SUPPLIED ENTRIES ::
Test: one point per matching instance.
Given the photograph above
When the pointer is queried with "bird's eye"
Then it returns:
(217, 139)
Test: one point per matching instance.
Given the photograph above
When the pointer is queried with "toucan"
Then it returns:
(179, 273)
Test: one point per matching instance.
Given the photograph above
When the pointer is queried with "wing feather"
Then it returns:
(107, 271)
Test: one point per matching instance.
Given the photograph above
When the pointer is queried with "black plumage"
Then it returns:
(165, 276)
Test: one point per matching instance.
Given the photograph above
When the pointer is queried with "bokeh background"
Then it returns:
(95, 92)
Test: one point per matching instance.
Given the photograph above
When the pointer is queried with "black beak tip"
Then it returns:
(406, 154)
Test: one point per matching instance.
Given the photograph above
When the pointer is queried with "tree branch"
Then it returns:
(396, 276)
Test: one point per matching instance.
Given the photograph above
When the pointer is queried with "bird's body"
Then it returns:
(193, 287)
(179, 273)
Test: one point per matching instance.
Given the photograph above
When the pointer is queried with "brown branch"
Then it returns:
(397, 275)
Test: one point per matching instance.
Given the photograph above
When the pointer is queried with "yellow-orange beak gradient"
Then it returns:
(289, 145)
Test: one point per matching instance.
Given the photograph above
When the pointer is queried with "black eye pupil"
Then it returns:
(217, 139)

YOUR ASSIGNMENT ::
Your task is to copy all of the entries exactly.

RESPONSE BOX ::
Test: one point per matching instance.
Given the photograph above
When the pointer is queried with "bird's eye"
Then it returns:
(217, 139)
Test: one point per matching instance.
Given the photograph above
When the pointer is queried with "toucan"
Then it returns:
(179, 273)
Test: one point per matching instance.
Given the photograph above
When the pointer is queried with "wing feather"
Then it returns:
(107, 271)
Test: one point per matching instance.
Given the photograph above
When the pointer is queried with "black plumage"
Then it returns:
(165, 276)
Test: one point per matching instance.
Given the photograph above
When the pointer is queried with "bokeh background"
Then it returns:
(95, 92)
Test: one point per matching instance.
Given the photograph above
When the pointer is queried with "black beak tip"
Then it returns:
(406, 154)
Test: one point per matching instance.
Given the photograph above
When the pointer is queried with "tree branch"
Then it returns:
(396, 276)
Test: one point per matching instance.
Given the photograph above
When the pointer is queried with "bird's body"
Then it returns:
(193, 287)
(179, 273)
Test: one point per matching instance.
Given the photograph above
When the pointer is queried with "brown branch"
Then it returns:
(397, 275)
Test: one point per matching instance.
Given the photograph above
When the pointer is queried with "yellow-orange beak gradient"
Then it returns:
(289, 145)
Test: one point per matching instance.
Given the photograph above
When the pointer is queried with "black eye pupil"
Then it returns:
(217, 139)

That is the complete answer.